EXERCISE INSTRUCTIONS -
• 1. In the excerpt about the puli and the Carpathian bears, who used to have bears lured to such a spot and then shoot them?
• 2. Pick up the excerpt about the puli and the Carpathian bears, continuing it after its last sentence.

EXTRACT TO READ -
┌────────

The noise made by a stuck pig is just as you would imagine, with a fair amount of thrashing about and gore, but it left the assembled farmers, children, grandmothers and gypsies undisturbed, and terrified only the dog. The puli is an ancient Hungarian sheepdog that looks like a cocker spaniel in a Rastafarian wig, and despite his small size he’s usually fearless and ultra-territorial. But as the pig’s demise went on (usually it takes a good half hour), there was no mistaking the terror gripping the little black puli. After some whimpering, the dog retreated to the farthest part of his kennel, where he became invisible. Perhaps he thought he was for the chop too.

My next outing was to revisit the bears. At last light we walked into the foothills of the Carpathians to a clearing. The ghillie then festooned the trees and ground with apples, chocolate bars and meat before joining us in an enclosed tree-house equipped with a narrow viewing slit. Ten minutes later a Goldilocks-style family of bears sauntered up, two parents and two cubs, looking around as if it was all too good to be true. Twenty years ago, they would have been right. Nicholas Ceausescu, the communist leader of Romania, used to have the finest bear lured to just such a spot in exactly this way — then he’d fly in from Bucharest in a helicopter and shoot them.

I was there to watch, not to kill, but I’m sure I had just as much fun as Ceausescu. The bears made small whooping sounds and one of the cubs, made lightheaded by the windfall, threw an apple at his father’s back. For one moment it seemed as if a food fight would break out, before the daddy bear returned placidly to his haunch of mutton.

└────────

DATA RECORDS -
┌────────

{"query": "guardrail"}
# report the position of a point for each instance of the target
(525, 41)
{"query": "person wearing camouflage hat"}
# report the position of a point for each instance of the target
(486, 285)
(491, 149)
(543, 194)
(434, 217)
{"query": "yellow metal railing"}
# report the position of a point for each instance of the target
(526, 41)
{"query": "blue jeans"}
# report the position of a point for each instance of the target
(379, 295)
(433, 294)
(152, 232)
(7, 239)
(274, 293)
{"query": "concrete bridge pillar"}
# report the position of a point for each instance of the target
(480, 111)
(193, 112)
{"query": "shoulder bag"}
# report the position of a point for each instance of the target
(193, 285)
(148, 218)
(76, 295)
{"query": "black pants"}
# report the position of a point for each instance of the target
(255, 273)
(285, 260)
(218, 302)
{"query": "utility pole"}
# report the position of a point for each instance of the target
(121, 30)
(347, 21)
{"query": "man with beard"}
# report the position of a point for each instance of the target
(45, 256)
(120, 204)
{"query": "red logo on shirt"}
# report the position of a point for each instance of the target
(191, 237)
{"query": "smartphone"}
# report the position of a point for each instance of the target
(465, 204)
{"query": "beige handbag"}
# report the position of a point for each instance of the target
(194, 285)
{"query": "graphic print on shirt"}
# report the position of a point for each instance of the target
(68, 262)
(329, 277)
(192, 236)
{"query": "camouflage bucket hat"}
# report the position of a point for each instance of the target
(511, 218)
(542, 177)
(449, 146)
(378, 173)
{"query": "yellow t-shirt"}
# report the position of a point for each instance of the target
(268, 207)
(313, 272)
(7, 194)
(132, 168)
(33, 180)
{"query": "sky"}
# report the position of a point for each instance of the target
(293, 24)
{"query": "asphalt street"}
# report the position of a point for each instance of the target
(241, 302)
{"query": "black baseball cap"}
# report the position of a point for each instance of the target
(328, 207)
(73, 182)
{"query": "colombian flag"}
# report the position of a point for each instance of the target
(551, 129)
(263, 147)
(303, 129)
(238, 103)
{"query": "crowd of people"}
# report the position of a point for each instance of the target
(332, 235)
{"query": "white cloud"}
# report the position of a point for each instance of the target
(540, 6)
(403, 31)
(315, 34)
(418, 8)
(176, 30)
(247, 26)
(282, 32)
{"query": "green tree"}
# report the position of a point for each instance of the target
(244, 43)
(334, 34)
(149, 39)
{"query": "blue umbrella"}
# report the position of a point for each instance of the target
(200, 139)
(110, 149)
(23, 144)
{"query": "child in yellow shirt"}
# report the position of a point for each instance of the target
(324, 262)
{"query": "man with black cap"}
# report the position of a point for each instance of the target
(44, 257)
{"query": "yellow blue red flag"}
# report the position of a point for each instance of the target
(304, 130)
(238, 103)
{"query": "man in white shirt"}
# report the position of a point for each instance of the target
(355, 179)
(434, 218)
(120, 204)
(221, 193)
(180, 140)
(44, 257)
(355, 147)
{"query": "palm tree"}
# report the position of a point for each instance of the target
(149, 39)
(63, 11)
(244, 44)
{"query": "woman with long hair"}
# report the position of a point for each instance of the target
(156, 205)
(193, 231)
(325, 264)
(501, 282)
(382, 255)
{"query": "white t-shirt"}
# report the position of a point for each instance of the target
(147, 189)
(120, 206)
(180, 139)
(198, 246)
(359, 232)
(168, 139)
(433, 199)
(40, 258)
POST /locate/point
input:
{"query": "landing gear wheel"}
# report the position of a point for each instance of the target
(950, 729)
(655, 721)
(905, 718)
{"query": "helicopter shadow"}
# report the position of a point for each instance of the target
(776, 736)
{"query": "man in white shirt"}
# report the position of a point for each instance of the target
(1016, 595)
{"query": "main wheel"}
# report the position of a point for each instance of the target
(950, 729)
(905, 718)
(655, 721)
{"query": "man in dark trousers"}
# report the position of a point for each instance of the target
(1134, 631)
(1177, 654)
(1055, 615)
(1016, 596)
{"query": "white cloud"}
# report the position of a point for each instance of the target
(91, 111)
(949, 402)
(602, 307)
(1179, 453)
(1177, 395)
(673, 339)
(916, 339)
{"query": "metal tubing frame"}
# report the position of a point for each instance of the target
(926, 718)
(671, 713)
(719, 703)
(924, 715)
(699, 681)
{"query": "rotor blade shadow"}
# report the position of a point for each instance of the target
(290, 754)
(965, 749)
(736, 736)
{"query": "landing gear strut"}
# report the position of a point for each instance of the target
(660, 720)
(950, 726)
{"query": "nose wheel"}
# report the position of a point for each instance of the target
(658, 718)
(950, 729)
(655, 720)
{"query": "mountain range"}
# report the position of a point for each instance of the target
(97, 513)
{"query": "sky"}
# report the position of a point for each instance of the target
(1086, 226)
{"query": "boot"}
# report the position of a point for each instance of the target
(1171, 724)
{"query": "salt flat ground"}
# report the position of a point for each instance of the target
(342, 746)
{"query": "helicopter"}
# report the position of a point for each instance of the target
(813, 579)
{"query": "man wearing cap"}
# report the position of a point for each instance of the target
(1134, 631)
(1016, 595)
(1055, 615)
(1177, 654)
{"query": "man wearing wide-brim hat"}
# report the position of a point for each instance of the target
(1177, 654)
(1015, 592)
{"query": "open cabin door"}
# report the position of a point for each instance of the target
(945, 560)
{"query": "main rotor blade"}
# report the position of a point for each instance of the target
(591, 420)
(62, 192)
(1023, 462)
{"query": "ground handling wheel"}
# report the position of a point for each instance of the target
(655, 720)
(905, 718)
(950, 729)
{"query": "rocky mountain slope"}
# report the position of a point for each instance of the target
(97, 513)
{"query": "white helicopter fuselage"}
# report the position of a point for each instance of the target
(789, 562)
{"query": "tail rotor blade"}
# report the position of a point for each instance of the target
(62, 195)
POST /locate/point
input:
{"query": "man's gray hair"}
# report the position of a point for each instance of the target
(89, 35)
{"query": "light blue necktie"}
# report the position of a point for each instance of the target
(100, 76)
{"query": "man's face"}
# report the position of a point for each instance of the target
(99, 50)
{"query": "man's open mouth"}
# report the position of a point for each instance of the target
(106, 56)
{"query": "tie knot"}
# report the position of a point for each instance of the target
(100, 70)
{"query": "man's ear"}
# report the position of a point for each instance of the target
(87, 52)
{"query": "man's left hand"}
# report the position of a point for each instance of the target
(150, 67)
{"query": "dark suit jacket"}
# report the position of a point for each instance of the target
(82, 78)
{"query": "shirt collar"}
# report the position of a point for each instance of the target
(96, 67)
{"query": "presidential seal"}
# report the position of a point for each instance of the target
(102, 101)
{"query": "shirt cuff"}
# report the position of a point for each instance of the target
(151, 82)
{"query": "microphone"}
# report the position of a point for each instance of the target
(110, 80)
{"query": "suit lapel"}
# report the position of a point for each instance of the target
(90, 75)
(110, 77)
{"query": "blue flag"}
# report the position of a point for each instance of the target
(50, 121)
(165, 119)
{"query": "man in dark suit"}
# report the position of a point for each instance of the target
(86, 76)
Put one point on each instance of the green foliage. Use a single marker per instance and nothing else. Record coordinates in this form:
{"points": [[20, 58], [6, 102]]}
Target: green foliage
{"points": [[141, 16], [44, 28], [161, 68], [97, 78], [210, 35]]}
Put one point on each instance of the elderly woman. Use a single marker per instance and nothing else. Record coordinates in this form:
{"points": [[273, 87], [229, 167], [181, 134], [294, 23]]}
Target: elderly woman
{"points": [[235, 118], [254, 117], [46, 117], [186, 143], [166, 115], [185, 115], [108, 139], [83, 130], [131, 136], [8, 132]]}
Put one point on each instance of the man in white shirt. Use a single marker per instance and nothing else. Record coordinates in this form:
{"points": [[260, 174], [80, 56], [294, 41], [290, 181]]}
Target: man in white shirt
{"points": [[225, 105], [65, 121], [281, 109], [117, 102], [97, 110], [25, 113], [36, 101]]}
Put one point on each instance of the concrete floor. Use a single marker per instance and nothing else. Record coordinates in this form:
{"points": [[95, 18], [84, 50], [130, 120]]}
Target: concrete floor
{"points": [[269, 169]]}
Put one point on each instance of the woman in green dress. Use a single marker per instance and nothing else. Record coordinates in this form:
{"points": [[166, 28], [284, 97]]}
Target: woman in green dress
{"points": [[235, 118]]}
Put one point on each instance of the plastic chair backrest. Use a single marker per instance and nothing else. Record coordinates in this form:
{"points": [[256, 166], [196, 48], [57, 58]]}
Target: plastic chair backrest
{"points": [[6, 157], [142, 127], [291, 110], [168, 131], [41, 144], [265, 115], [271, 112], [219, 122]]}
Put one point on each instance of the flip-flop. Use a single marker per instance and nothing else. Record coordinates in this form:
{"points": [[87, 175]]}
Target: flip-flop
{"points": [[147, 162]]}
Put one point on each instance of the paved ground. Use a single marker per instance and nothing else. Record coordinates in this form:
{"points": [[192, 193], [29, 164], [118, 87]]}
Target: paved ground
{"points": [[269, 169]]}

└────────

RESPONSES BY ITEM NUMBER -
• 1. Nicholas Ceausescu, the communist leader of Romania.

• 2.
For the moment, there are no budget flights straight to Transylvania — which, when you consider the plight of Prague or Zagreb, is no bad thing. In a few years, I imagine, word of its natural beauty and wildness will spread, and visitors will descend in great numbers. For the moment, though, the flipside of having the place to yourself is that there isn’t a great choice of places to stay outside towns like Târgu Mures or Cluj. A good base is the guesthouse on the Count Mikes Estate in Zabola, nestling at the foot of the Carpathians (www.zabola.com). Gregor and Alexander Roy-Chowdhury, its owners, are scions of the ancient Hungarian Mikes family and of a Bengali aristocrat. Romania’s communist regime seized the family’s property and used the buildings in Zabola to house a camp for communist youth and a hospital for tuberculosis, but Gregor abandoned his career in investment banking to reclaim the family property through restitution, and now has six guest rooms in a converted outbuilding, though the estate’s two castles remain uninhabitable.

It’s not too difficult to get to the estate — I was picked up from Brasov station by Árpi, one of the estate retainers, a chap recognisable from the Cotswolds to the Urals: gumboots, canvas trousers, moustache and roll-up cigarettes. And the food is good and traditional. Transylvanian food is, like the land itself, a mixture of Hungarian, Romanian and Saxon and, as I witnessed, the farming methods are entirely traditional. ‘We cook partly according to 18th- and 19th-century aristocratic Transylvanian cookbooks,’ said Zsolna, Gregor’s wife. ‘We have lots of trout from the river and game like wild boar.’ That night I dined off Hungarian pörkölt (often called goulash elsewhere) with Romanian mamaliga (polenta), a perfect Transylvanian concoction. Homemade plum pálinka proved a welcome improvement on industrial alcohol, cumin or no cumin.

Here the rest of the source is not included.